Extract provided
>>

Lindsay Michael Tait (born 8 January 1982) is a New Zealand former professional basketball player.

Early life
Born in Sydney, New South Wales, Tait moved to Auckland as a four-year-old and later attended Avondale College where he was a member of the first Avondale team ever to win a New Zealand Secondary Schools Championship in 1999. Tait was awarded the Most Valuable Player award for the tournament.

Professional career
In 2000, Tait joined the Auckland Rebels of the New Zealand National Basketball League where he went on to play eight seasons for the club, winning three championships (2000, 2004 and 2005) and earned league MVP in 2005. During this time, he also played in the Australian National Basketball League for the Victoria Giants in 2002–03 as a development player, and the New Zealand Breakers from 2003 to 2006. He also played in Switzerland for BC Boncourt in 2006–07.

After an injury-riddled season for the Wollongong Hawks in 2007–08, Tait returned to New Zealand where he played for the Wellington Saints during the 2008 New Zealand NBL season before re-joining Wollongong for the 2008–09 NBL season. He went on to play a further three seasons for Wellington and won back-to-back championships (2010 and 2011) for the second time in his career. He also earned back-to-back Finals MVP honours in 2010 and 2011.

In December 2010, Tait signed with the Cairns Taipans for the rest of the 2010–11 NBL season.

In November 2011, Tait signed with the Auckland Pirates for the 2012 New Zealand NBL season, going on to captain the team to the 2012 NBL championship, as he captured his own personal championship three-peat in the process.

In December 2012, following the Pirates pulling out of the league, Tait signed a three-year deal with the Wellington Saints, returning to the club for a second stint. He went on to win the 2013 Most Valuable Player award, his third time doing so. In 2014, Tait led the Saints to an eighth NBL championship as he recorded his seventh title and was named the Final Four MVP.

<<

Data block
>>

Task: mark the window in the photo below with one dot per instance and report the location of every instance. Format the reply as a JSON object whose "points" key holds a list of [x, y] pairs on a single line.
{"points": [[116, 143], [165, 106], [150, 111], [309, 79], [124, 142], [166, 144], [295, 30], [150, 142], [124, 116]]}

<<

Instructions for the task
According to the Lindsay Tait biography, which Swiss club did he play for in 2006–07? Rely only on the text about Lindsay Tait and leave the material aside.

Answer to the problem
He played for BC Boncourt.